> **What is expected**
Please rewrite everything from the line containing "The query is: gray sky" down to the end of the data below, both ends included, rescaling each bounding-box coordinate in the answers by 1.2 and rounding to whole numbers with halves going up. Leave the requests unchanged and the pictures out.

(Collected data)
##########
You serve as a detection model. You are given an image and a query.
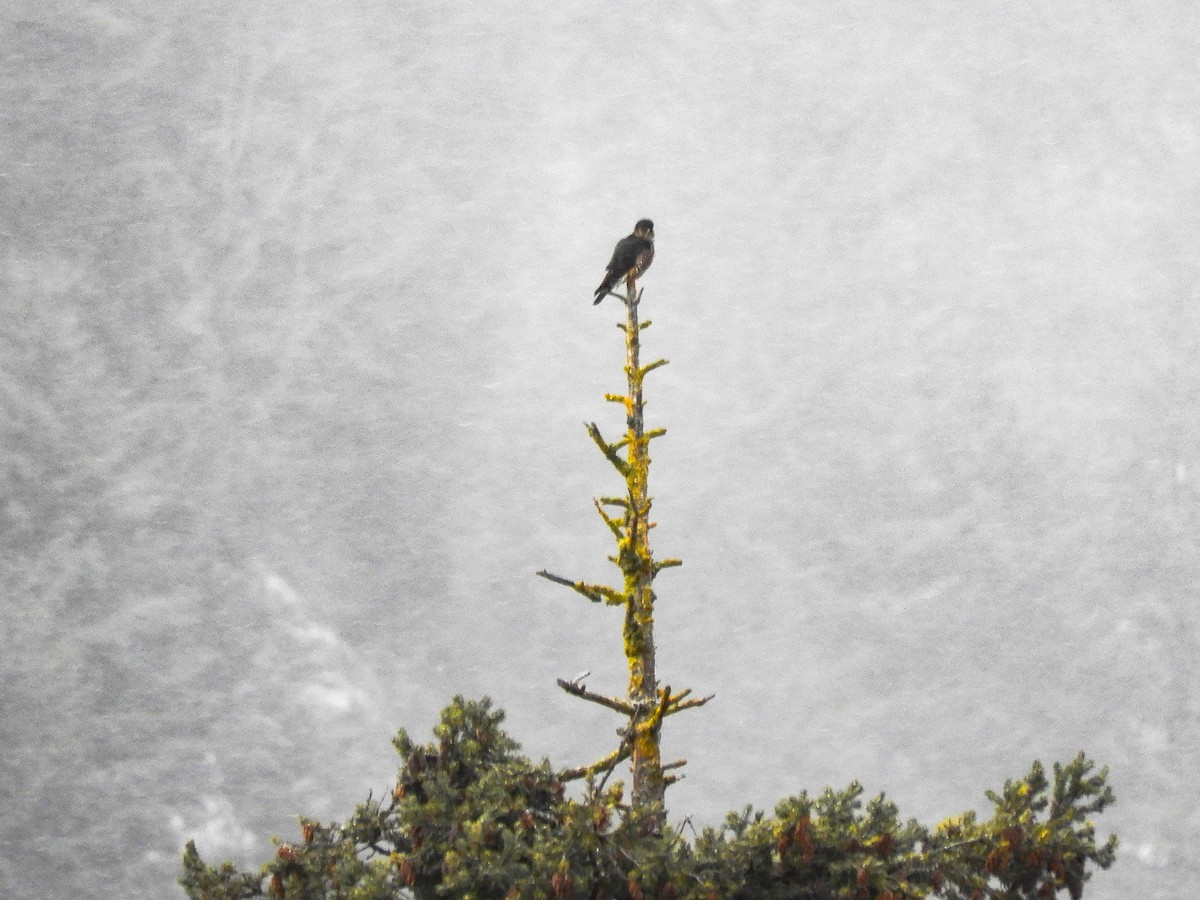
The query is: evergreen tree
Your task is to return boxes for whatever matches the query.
[180,281,1117,900]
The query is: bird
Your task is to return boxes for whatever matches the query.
[592,218,654,306]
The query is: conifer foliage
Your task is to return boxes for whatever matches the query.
[180,282,1117,900]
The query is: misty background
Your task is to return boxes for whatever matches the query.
[0,0,1200,900]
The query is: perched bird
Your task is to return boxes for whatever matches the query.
[592,218,654,306]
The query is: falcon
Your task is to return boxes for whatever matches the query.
[592,218,654,306]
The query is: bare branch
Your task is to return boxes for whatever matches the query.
[584,422,629,478]
[535,569,625,606]
[556,678,634,715]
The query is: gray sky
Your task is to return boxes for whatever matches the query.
[0,0,1200,900]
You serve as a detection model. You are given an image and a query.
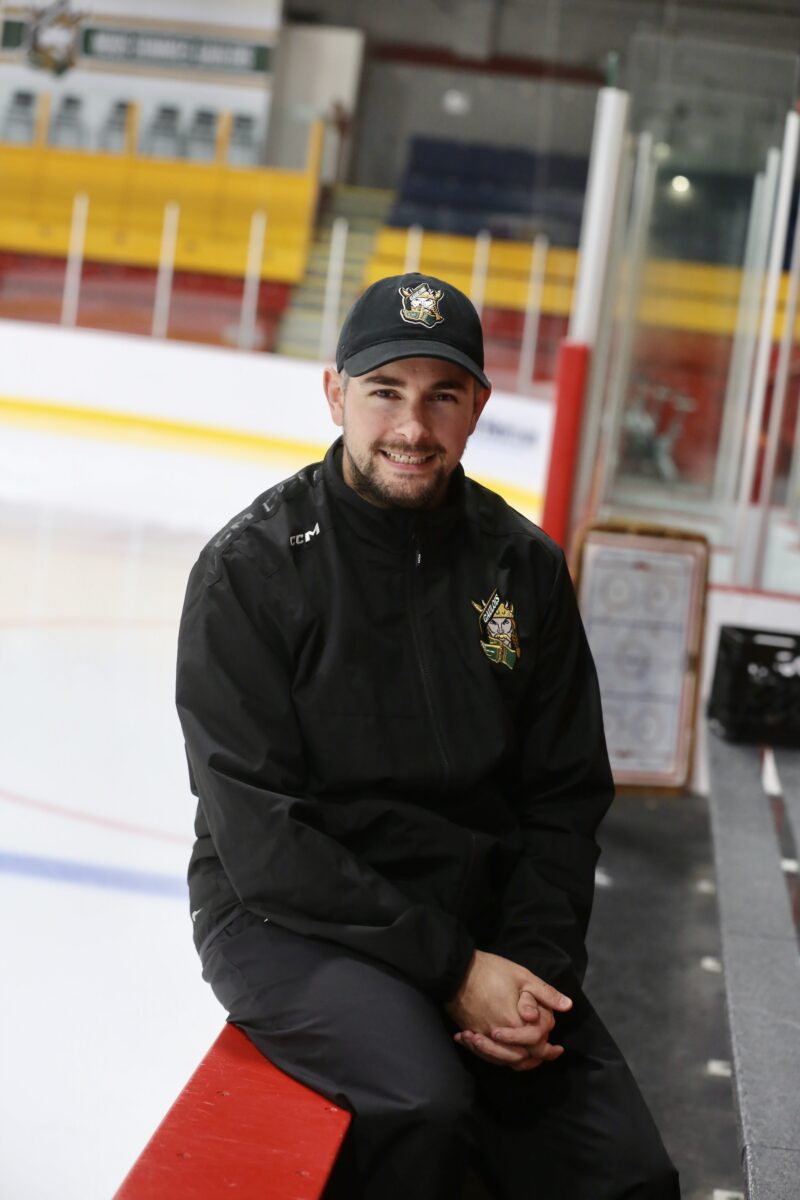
##########
> **Full output**
The query is: gray sky
Your task is to return boxes for whatever matches the query.
[0,0,1440,1080]
You serve as a detection model. You are given an image and a query.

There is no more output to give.